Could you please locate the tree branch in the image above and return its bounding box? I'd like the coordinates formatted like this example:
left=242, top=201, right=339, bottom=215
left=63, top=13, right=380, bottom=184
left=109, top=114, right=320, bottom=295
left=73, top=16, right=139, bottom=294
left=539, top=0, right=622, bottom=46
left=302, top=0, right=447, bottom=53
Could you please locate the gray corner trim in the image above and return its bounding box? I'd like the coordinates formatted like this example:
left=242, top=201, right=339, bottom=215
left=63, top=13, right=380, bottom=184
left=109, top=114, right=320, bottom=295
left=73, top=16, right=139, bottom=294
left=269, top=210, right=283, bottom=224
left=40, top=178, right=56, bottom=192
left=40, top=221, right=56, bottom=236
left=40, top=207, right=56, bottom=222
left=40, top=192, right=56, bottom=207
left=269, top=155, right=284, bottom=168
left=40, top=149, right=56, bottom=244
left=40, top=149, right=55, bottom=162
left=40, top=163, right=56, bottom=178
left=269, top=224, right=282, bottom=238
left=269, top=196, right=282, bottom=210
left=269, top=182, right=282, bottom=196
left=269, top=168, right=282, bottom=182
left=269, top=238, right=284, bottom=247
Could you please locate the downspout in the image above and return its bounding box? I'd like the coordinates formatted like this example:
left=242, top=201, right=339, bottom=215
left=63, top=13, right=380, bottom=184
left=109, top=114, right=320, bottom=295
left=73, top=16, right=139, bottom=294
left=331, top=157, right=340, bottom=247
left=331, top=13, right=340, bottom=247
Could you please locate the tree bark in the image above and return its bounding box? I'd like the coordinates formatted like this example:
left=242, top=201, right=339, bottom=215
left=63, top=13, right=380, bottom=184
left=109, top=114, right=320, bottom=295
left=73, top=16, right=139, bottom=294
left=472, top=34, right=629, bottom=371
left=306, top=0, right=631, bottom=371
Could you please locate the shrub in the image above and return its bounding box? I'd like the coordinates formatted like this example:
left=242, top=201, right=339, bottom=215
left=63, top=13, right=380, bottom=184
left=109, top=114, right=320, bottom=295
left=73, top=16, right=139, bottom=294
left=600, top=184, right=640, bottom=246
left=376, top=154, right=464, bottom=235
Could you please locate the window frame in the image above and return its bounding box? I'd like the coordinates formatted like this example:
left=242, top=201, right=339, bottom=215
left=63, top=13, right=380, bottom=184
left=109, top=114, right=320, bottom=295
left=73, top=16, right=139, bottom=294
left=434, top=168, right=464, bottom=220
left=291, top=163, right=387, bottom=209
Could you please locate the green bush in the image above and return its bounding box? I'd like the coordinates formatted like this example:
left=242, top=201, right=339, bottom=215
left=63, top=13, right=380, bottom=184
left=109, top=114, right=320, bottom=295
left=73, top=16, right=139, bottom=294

__What is being asked__
Take the lines from the one containing "Could you please locate the green" through the end of the records above and arrange them as a JSON list of strings, one string per line, leaving out any blank lines.

__Answer in full__
[
  "Could you please locate the green bush in the image above and return its bounding box? I'd like the coordinates formatted like this example:",
  "left=242, top=201, right=339, bottom=215",
  "left=63, top=13, right=380, bottom=184",
  "left=109, top=114, right=320, bottom=295",
  "left=73, top=16, right=139, bottom=294"
]